Segment Start: Record set
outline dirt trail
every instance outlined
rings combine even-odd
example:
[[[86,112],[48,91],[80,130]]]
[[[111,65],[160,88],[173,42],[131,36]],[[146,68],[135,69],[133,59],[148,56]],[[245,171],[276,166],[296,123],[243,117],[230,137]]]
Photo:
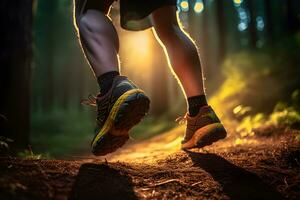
Segment End: Record set
What needs to be done>
Every entry is to be reproduced word for word, and no image is carried over.

Result below>
outline dirt trail
every instance outlined
rings combine even-odd
example:
[[[86,112],[48,91],[80,130]]]
[[[111,65],[160,88],[173,42],[131,36]],[[146,68],[135,69],[133,59],[148,56]],[[245,171],[276,166],[296,123],[243,117],[230,137]]]
Photo:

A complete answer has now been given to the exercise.